In the entries below, start at the line that has "of the sweaty" and continue through the last entry. Rewrite those lines with every "photo" changed to "image", leave all else as it is, and omit the pictures.

^^^^^^^^^^^^^^^^

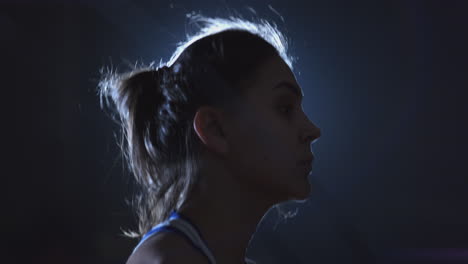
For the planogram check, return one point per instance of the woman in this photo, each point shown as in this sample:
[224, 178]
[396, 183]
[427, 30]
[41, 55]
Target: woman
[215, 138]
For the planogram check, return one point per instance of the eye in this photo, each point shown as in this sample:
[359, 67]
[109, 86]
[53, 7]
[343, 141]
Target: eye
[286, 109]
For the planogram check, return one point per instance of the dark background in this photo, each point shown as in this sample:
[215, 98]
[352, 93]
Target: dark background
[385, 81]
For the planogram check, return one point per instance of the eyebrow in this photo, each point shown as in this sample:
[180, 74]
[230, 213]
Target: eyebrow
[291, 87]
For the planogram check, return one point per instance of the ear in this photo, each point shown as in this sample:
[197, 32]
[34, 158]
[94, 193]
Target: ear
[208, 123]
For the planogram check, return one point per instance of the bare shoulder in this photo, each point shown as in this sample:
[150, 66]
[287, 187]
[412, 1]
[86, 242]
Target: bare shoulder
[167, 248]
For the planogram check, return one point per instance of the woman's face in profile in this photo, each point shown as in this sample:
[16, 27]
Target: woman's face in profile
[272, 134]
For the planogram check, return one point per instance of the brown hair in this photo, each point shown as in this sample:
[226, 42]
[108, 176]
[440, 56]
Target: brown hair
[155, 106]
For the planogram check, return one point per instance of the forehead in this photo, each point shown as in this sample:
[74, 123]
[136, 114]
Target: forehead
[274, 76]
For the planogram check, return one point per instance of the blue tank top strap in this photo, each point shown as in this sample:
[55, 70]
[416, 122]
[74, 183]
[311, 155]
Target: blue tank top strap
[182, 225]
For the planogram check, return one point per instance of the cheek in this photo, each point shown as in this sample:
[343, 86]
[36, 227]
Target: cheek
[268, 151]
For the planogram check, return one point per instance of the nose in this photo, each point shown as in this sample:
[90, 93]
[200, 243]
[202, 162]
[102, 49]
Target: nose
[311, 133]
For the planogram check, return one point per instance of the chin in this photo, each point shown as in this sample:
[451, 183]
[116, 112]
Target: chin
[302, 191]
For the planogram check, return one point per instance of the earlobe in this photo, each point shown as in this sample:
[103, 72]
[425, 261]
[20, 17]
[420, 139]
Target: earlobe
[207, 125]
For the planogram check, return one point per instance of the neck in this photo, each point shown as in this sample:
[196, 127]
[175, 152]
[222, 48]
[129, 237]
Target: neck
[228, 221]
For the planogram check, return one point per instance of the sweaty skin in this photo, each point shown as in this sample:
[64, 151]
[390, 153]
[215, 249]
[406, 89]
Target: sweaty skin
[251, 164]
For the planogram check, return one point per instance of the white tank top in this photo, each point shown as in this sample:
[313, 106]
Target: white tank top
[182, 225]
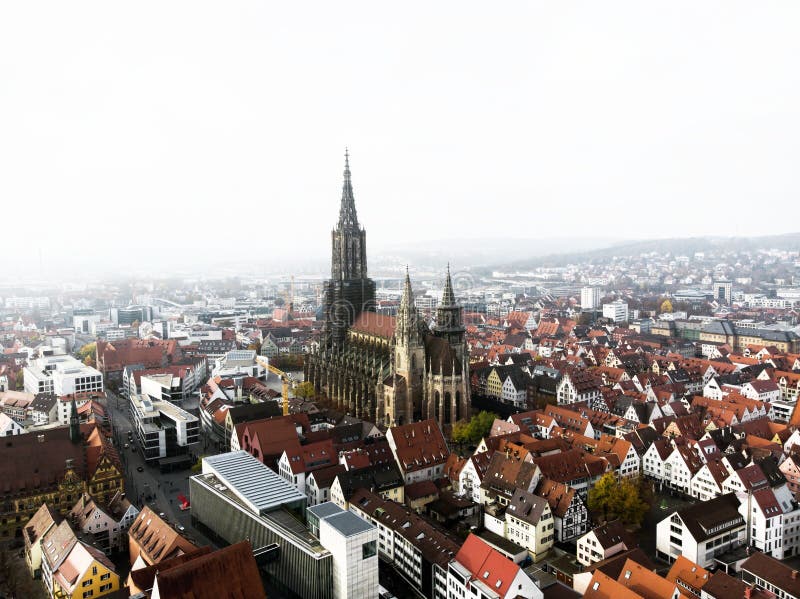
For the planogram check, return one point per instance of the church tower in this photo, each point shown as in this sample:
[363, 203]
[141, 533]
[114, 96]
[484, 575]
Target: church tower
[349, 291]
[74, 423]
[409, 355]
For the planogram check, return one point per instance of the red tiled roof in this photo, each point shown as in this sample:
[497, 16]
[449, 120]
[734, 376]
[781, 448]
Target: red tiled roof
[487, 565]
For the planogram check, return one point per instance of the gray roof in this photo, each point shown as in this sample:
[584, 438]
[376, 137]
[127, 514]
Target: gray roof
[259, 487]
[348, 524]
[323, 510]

^^^^^^^^^^^^^^^^

• [EXERCISE OUTPUT]:
For the planogram check, return one point per instance of the sweaty skin in this image, each point shown as in this sample:
[64, 151]
[390, 153]
[215, 249]
[406, 89]
Target: sweaty skin
[251, 164]
For the planogram check, return one point per instance of the white tank top in this image, each point shown as in this sample:
[313, 106]
Target: white tank top
[182, 225]
For the planogram check, return one point per instance of the church tower in this image, each point shown as in this sample:
[363, 203]
[141, 533]
[114, 96]
[484, 575]
Target: church tower
[349, 291]
[74, 423]
[409, 355]
For the planogram check, return one point per instance of the red tiled roof in this image, each point shown as in this sample:
[497, 16]
[449, 120]
[734, 376]
[781, 448]
Target: red tiled roof
[487, 565]
For the planogram check, return one point per instance of the gray roof in this image, each point shown as in this sample:
[584, 438]
[376, 137]
[127, 514]
Target: gray roof
[259, 487]
[348, 524]
[323, 510]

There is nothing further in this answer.